__Work instruction__. State how many lines of the material below contain the word "negative". Add nothing else.

__Material supplied__.
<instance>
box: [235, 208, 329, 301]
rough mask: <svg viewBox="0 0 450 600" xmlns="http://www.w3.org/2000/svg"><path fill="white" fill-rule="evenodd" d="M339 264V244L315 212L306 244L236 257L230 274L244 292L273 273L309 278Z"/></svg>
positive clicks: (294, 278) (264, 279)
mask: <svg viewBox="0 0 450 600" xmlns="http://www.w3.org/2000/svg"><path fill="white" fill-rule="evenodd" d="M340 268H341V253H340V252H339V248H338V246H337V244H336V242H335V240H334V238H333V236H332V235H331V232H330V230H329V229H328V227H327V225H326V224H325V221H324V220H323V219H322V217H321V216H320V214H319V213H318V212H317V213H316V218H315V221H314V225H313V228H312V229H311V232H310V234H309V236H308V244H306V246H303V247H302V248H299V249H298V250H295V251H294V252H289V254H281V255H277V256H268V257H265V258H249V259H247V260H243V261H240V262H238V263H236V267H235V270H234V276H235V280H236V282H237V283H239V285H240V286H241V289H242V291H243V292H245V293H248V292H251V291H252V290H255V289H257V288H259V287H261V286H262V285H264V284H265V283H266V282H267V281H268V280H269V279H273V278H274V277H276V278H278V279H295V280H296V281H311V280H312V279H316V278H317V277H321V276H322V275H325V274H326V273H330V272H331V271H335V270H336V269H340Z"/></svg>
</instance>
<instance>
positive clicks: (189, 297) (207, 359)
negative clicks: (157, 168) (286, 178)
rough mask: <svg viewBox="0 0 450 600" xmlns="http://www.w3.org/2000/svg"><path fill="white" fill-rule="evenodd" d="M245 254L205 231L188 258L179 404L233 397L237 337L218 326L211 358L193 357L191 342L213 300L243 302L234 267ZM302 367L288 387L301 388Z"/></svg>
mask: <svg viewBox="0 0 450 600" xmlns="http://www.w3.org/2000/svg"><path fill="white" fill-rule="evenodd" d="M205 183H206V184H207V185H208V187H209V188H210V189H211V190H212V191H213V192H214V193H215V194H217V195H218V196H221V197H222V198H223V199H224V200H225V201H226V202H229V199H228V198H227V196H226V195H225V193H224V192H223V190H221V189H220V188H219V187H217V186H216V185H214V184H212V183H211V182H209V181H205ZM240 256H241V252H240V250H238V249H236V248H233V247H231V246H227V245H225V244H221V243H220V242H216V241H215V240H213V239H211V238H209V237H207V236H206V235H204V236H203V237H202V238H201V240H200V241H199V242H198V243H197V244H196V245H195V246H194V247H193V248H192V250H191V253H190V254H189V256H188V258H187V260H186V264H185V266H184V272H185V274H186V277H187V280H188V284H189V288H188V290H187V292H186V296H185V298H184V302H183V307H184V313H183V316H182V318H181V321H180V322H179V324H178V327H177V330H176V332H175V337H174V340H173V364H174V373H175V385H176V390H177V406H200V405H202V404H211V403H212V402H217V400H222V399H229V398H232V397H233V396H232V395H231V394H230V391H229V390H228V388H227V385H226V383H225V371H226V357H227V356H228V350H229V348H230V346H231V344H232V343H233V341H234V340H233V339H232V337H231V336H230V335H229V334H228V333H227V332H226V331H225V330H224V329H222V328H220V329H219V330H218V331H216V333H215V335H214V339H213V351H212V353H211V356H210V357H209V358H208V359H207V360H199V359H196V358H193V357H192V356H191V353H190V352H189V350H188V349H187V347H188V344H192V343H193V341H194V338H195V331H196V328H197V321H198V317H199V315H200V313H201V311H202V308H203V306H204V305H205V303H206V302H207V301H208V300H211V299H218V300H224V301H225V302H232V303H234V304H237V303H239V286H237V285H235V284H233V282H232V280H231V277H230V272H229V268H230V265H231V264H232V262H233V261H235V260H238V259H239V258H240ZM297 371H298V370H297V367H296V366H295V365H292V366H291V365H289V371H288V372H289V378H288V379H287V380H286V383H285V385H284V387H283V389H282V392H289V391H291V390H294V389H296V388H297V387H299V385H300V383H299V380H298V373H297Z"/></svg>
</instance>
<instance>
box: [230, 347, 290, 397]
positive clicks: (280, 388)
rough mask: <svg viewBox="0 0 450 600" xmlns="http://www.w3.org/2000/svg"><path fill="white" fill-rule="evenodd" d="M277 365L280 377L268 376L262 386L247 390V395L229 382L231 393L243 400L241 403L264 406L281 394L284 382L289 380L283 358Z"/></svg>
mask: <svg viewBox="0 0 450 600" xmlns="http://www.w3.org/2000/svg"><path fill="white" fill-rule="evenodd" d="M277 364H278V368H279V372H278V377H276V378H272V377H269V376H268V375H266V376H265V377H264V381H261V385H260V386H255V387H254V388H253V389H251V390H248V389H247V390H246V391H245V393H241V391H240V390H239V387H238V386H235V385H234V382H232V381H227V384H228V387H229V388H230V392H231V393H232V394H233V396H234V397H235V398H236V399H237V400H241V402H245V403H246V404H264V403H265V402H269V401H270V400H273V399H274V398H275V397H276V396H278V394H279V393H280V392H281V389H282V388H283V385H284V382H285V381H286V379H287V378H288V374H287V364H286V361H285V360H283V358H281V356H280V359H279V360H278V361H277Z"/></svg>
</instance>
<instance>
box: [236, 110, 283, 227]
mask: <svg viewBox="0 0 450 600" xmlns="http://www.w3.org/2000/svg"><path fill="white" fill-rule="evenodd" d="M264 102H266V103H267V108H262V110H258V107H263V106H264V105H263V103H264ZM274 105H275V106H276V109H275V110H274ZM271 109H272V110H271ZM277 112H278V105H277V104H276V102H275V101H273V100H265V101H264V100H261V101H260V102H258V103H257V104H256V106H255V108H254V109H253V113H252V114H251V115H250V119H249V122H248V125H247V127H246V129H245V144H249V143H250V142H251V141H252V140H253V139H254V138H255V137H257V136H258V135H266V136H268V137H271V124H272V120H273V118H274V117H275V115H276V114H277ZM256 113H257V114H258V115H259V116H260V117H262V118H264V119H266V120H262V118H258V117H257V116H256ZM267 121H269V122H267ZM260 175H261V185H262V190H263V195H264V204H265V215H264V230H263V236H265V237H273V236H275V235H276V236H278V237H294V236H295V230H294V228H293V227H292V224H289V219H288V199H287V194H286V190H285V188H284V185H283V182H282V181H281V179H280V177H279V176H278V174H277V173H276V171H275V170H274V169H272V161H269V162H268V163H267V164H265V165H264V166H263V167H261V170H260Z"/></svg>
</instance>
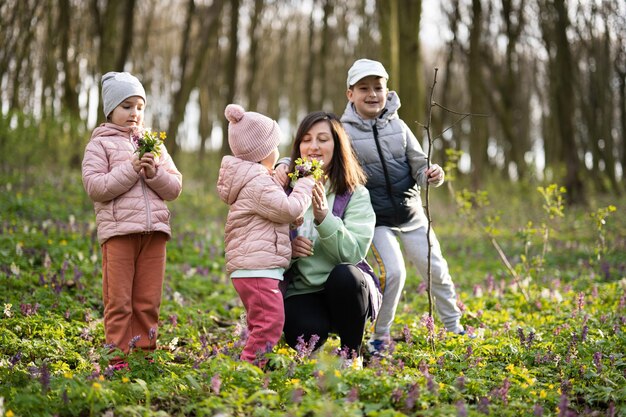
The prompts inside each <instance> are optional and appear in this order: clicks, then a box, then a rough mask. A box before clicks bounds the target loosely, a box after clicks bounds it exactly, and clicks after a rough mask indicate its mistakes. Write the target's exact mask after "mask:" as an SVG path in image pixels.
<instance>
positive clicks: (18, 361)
mask: <svg viewBox="0 0 626 417" xmlns="http://www.w3.org/2000/svg"><path fill="white" fill-rule="evenodd" d="M20 360H22V352H17V353H16V354H15V355H13V356H11V359H9V363H10V364H11V366H10V368H9V369H13V368H15V365H17V363H18V362H19V361H20Z"/></svg>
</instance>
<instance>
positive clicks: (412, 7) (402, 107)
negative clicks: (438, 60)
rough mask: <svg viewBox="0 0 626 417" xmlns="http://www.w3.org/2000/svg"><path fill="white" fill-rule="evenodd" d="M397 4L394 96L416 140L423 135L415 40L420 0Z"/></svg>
mask: <svg viewBox="0 0 626 417" xmlns="http://www.w3.org/2000/svg"><path fill="white" fill-rule="evenodd" d="M401 4H402V6H401V10H399V13H398V20H399V24H398V28H399V30H398V32H399V36H400V39H399V49H400V53H399V57H398V58H399V59H398V62H399V68H398V74H399V78H400V83H399V84H400V89H399V91H398V95H399V96H400V101H401V103H402V107H400V110H399V114H400V117H401V118H402V119H403V120H404V121H405V122H406V124H407V125H408V126H409V128H410V129H411V130H412V131H413V132H414V133H415V134H416V136H417V137H418V139H420V138H422V137H423V133H424V132H423V131H422V130H423V129H422V127H421V126H420V125H418V123H421V124H422V125H425V124H426V120H425V119H424V117H425V105H426V100H425V95H424V91H425V89H424V78H423V73H422V57H421V48H420V38H419V32H420V19H421V14H422V0H405V1H403V2H402V3H401Z"/></svg>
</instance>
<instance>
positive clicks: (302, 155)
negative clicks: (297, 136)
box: [300, 120, 335, 168]
mask: <svg viewBox="0 0 626 417" xmlns="http://www.w3.org/2000/svg"><path fill="white" fill-rule="evenodd" d="M334 151H335V141H334V140H333V134H332V131H331V130H330V125H329V124H328V122H327V121H326V120H322V121H319V122H317V123H315V124H314V125H313V126H311V129H309V131H308V132H306V133H305V134H304V136H303V137H302V141H301V142H300V156H301V157H302V158H306V159H317V160H318V161H323V162H324V168H326V167H328V166H329V164H330V161H332V159H333V153H334Z"/></svg>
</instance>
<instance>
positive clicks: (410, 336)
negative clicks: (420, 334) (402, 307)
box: [402, 324, 413, 346]
mask: <svg viewBox="0 0 626 417" xmlns="http://www.w3.org/2000/svg"><path fill="white" fill-rule="evenodd" d="M402 335H403V336H404V342H405V343H406V344H407V345H409V346H411V344H413V342H412V340H411V330H410V329H409V326H407V325H406V324H405V325H404V328H403V329H402Z"/></svg>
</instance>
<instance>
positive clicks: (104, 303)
mask: <svg viewBox="0 0 626 417" xmlns="http://www.w3.org/2000/svg"><path fill="white" fill-rule="evenodd" d="M102 102H103V105H104V116H105V117H106V120H107V121H106V123H103V124H101V125H100V126H98V127H96V128H95V129H94V131H93V133H92V135H91V139H90V140H89V143H88V144H87V146H86V148H85V156H84V158H83V164H82V175H83V185H84V187H85V190H86V191H87V194H88V195H89V198H91V200H92V201H93V202H94V208H95V212H96V225H97V229H98V240H99V242H100V245H101V247H102V295H103V300H104V333H105V337H106V343H107V345H108V346H110V347H111V348H117V349H119V350H121V351H122V352H123V353H128V352H129V351H131V350H132V349H134V348H137V349H142V350H144V351H146V352H151V351H153V350H154V349H156V338H157V329H158V321H159V311H160V306H161V295H162V287H163V278H164V276H165V250H166V249H165V245H166V241H167V240H168V239H169V238H170V237H171V229H170V224H169V218H170V213H169V210H168V208H167V205H166V203H165V202H166V201H171V200H174V199H175V198H177V197H178V195H179V194H180V192H181V190H182V175H181V174H180V172H178V169H176V165H175V164H174V161H172V158H171V157H170V155H169V154H168V153H167V149H165V146H161V149H160V155H159V157H158V158H157V157H156V155H154V154H153V153H150V152H148V153H145V154H144V155H143V156H142V157H141V158H139V156H138V155H137V152H136V145H135V142H134V141H133V140H132V138H133V137H134V136H135V137H136V136H140V135H141V134H142V129H143V120H144V110H145V105H146V92H145V90H144V88H143V86H142V85H141V82H139V80H138V79H137V78H136V77H134V76H133V75H131V74H129V73H127V72H108V73H106V74H104V76H103V77H102ZM111 365H113V366H114V368H115V369H120V368H124V367H127V366H128V364H127V363H126V362H124V361H123V358H121V357H116V358H114V359H113V360H112V361H111Z"/></svg>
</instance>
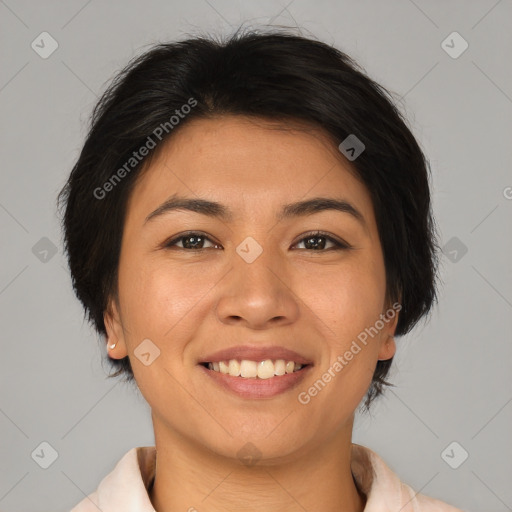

__Task result__. 4